▸ PROVIDED INFORMATION:
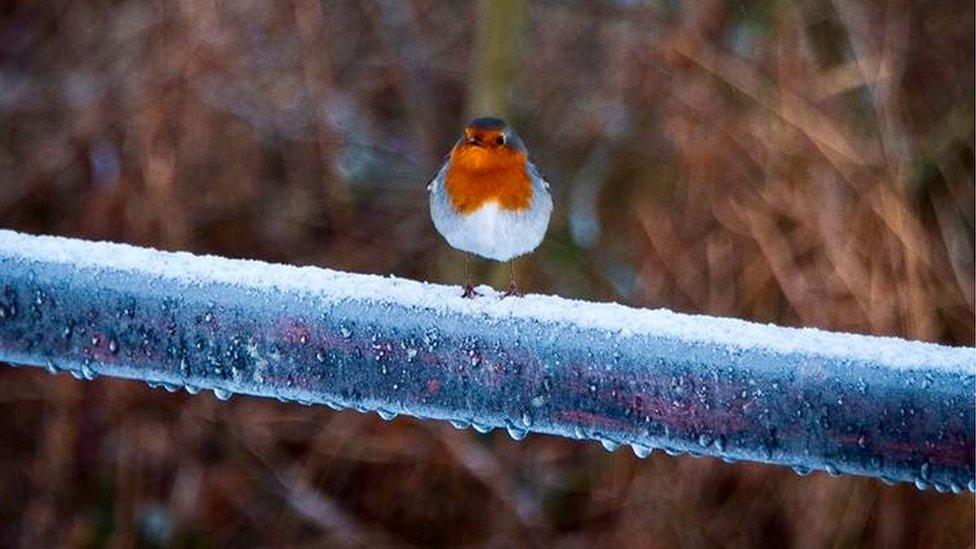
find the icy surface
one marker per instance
(625, 321)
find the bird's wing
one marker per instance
(441, 174)
(536, 174)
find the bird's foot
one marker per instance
(512, 291)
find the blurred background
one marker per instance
(804, 163)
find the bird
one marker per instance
(489, 200)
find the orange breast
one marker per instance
(481, 175)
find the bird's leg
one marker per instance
(468, 287)
(512, 285)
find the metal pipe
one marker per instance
(881, 407)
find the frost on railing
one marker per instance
(653, 379)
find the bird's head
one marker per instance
(488, 144)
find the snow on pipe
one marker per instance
(882, 407)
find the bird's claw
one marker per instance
(512, 291)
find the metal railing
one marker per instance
(808, 399)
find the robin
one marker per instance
(489, 200)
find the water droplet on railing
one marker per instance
(641, 451)
(925, 470)
(87, 372)
(609, 445)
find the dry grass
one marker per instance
(805, 163)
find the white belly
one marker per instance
(491, 231)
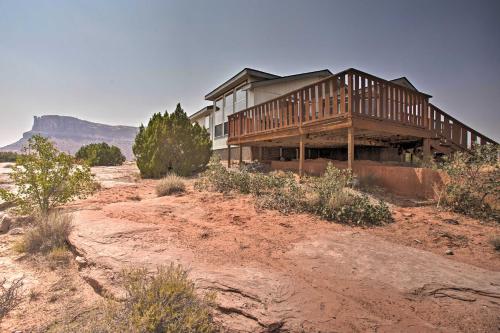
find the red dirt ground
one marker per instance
(293, 273)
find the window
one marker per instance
(218, 130)
(240, 102)
(228, 105)
(218, 112)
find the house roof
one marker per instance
(203, 112)
(238, 79)
(320, 73)
(403, 81)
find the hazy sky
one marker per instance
(117, 62)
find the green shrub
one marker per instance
(100, 154)
(11, 295)
(59, 257)
(45, 178)
(8, 156)
(215, 178)
(164, 302)
(327, 196)
(473, 180)
(49, 233)
(169, 185)
(170, 143)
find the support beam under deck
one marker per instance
(350, 147)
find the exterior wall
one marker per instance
(258, 95)
(219, 143)
(235, 153)
(267, 92)
(406, 181)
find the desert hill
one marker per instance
(69, 134)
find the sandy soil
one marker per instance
(273, 272)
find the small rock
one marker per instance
(81, 261)
(451, 221)
(16, 231)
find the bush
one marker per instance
(170, 143)
(45, 178)
(48, 234)
(328, 196)
(10, 295)
(59, 257)
(169, 185)
(8, 156)
(473, 181)
(164, 302)
(100, 154)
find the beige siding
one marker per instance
(267, 92)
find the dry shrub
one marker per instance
(163, 302)
(327, 196)
(10, 295)
(49, 233)
(59, 257)
(169, 185)
(472, 182)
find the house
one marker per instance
(343, 116)
(247, 88)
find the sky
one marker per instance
(118, 62)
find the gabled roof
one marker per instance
(403, 81)
(238, 79)
(320, 73)
(203, 112)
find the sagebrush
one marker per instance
(49, 233)
(11, 295)
(472, 183)
(45, 178)
(329, 196)
(169, 185)
(165, 301)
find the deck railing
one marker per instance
(346, 94)
(453, 131)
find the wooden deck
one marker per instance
(350, 107)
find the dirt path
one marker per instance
(297, 272)
(271, 272)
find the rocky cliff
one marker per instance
(69, 134)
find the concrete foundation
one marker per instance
(406, 181)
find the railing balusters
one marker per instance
(354, 93)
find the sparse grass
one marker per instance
(169, 185)
(495, 242)
(330, 196)
(163, 302)
(59, 257)
(10, 295)
(48, 234)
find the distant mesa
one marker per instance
(69, 134)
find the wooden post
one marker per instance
(301, 155)
(350, 147)
(427, 149)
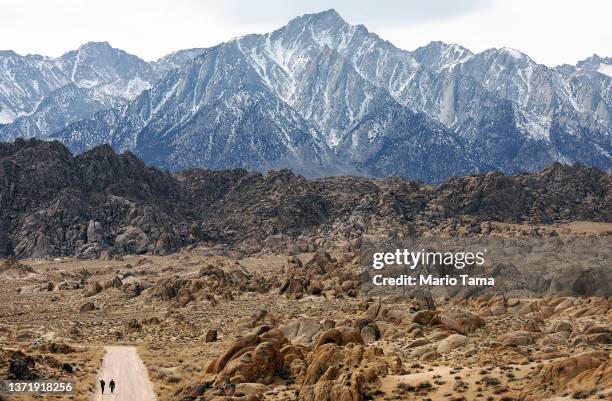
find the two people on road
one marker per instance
(111, 385)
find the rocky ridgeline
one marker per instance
(100, 203)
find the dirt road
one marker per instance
(132, 380)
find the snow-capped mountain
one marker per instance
(323, 96)
(41, 95)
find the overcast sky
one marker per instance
(550, 31)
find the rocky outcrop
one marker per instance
(53, 204)
(555, 377)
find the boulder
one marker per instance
(87, 307)
(450, 343)
(462, 322)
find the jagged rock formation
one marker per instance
(319, 96)
(53, 203)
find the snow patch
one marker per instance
(512, 52)
(605, 69)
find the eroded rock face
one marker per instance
(462, 322)
(53, 204)
(321, 372)
(555, 377)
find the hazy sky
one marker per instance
(550, 31)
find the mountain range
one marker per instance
(319, 96)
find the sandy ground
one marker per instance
(132, 381)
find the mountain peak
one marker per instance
(324, 18)
(96, 45)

▸ SET TASK: Could you swap "one marker per instance" for "one point for each instance" throughout the rows above, change nothing else, and leave the pictures out?

▸ COMPLETE RESPONSE:
find the icy surface
one point for each instance
(625, 321)
find the bird's wing
one point for each instance
(441, 174)
(536, 174)
find the bird's foot
one point for each instance
(512, 291)
find the blurred background
one point for each instance
(804, 163)
find the bird
one point for each instance
(489, 200)
find the orange breast
one point for each instance
(481, 175)
find the bird's leg
one point for each instance
(468, 287)
(512, 285)
find the metal pipe
one point for each instance
(881, 407)
find the frost on railing
one point for each instance
(653, 379)
find the bird's head
one point for each instance
(488, 144)
find the snow on pipe
one point for each instance
(882, 407)
find the bird's claw
one point for each instance
(512, 291)
find the metal railing
one point for each instance
(808, 399)
find the robin
one point for each instance
(489, 200)
find the water droplet on railing
one point for each instance
(641, 451)
(925, 470)
(87, 372)
(609, 445)
find the dry grass
one point for each instance
(805, 163)
find the white belly
one point for each instance
(491, 231)
find the red dirt ground
one point for each instance
(293, 273)
find the window
one point for each instance
(218, 130)
(240, 102)
(228, 105)
(218, 112)
find the house roof
one point for each instance
(203, 112)
(238, 79)
(320, 73)
(403, 81)
find the hazy sky
one point for each instance
(117, 62)
find the green shrub
one point for each instance
(100, 154)
(11, 295)
(59, 257)
(45, 178)
(8, 156)
(215, 178)
(164, 302)
(327, 196)
(473, 180)
(49, 233)
(169, 185)
(170, 143)
find the support beam under deck
one point for each instance
(350, 147)
find the exterior wall
one point for each instance
(258, 95)
(219, 143)
(235, 153)
(267, 92)
(406, 181)
find the desert hill
one point for each instance
(69, 134)
find the sandy soil
one point for each instance
(273, 272)
find the small rock
one point for each instance
(81, 261)
(451, 221)
(16, 231)
find the bush
one point for each instance
(170, 143)
(45, 178)
(48, 234)
(328, 196)
(10, 295)
(59, 257)
(169, 185)
(8, 156)
(473, 181)
(164, 302)
(100, 154)
find the beige siding
one point for each instance
(267, 92)
find the dry shrub
one point for each instance
(163, 302)
(327, 196)
(10, 295)
(49, 233)
(59, 257)
(169, 185)
(472, 182)
find the house
one point for each instance
(343, 116)
(247, 88)
find the sky
one point for each instance
(118, 62)
find the gabled roof
one point for each instance
(403, 81)
(238, 79)
(320, 73)
(203, 112)
find the sagebrush
one point for each instance
(49, 233)
(11, 295)
(472, 183)
(45, 178)
(329, 196)
(169, 185)
(165, 301)
find the deck railing
one point for each instance
(346, 94)
(453, 131)
find the wooden deck
one point for each instance
(350, 107)
find the dirt path
one point for each instance
(297, 272)
(271, 272)
find the rocky cliff
one point for each instance
(69, 134)
find the concrete foundation
one point for each instance
(406, 181)
find the railing balusters
one point for each instance
(354, 93)
find the sparse grass
one point for each instance
(169, 185)
(495, 242)
(330, 196)
(163, 302)
(59, 257)
(10, 295)
(48, 234)
find the distant mesa
one point for each instance
(69, 134)
find the wooden post
one point for each instance
(301, 155)
(350, 147)
(427, 149)
find the two people on road
one point for each instance
(111, 385)
find the rocky ridgeline
one point for each instance
(100, 203)
find the dirt road
one point for each instance
(132, 380)
find the snow-capped mountain
one point for each instance
(323, 96)
(41, 95)
find the overcast sky
one point for each instance
(550, 31)
find the rocky outcrop
one point for each instance
(53, 204)
(555, 377)
find the boulder
one point for each instance
(87, 307)
(450, 343)
(462, 322)
find the jagged rock formation
one point for each instance
(319, 96)
(53, 203)
find the snow patch
one point for each instance
(512, 52)
(605, 69)
find the eroded rock face
one point for each instance
(462, 322)
(53, 204)
(321, 372)
(555, 377)
find the hazy sky
one point for each instance
(550, 31)
find the mountain range
one point for each instance
(319, 96)
find the sandy ground
one point for each instance
(132, 381)
find the mountain peak
one point for each instance
(324, 18)
(96, 45)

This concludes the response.